[[ Data for analysis open ]]

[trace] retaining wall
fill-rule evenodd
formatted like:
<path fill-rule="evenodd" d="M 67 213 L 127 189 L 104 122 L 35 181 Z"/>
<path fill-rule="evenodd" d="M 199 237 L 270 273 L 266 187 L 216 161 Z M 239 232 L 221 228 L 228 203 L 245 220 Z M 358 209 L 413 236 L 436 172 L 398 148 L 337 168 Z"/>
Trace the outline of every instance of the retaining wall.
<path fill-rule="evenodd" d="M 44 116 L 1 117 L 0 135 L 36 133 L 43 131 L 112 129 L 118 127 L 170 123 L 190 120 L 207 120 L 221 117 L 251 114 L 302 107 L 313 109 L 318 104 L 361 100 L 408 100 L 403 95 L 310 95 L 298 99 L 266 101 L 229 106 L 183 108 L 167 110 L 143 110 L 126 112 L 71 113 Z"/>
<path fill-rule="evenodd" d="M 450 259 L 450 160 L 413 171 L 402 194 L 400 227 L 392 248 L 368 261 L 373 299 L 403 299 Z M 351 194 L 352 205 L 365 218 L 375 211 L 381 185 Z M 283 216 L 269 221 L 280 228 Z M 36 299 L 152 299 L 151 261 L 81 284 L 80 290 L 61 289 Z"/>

[[ Data for analysis closed ]]

*What you have to do*. The answer should be the exact lines running from the line containing "Trace the outline" to the last line of the entries, with nothing else.

*Answer section*.
Trace the outline of every instance of the retaining wall.
<path fill-rule="evenodd" d="M 44 116 L 1 117 L 0 135 L 36 133 L 43 131 L 112 129 L 118 127 L 170 123 L 190 120 L 207 120 L 221 117 L 251 114 L 302 107 L 313 109 L 318 104 L 361 100 L 408 100 L 403 95 L 310 95 L 298 99 L 266 101 L 229 106 L 183 108 L 167 110 L 143 110 L 126 112 L 71 113 Z"/>
<path fill-rule="evenodd" d="M 450 259 L 450 160 L 413 171 L 402 194 L 400 227 L 392 248 L 368 261 L 373 299 L 403 299 Z M 351 194 L 352 205 L 365 218 L 375 211 L 381 185 Z M 283 216 L 269 221 L 280 228 Z M 36 299 L 152 299 L 151 261 L 81 284 L 80 290 L 61 289 Z"/>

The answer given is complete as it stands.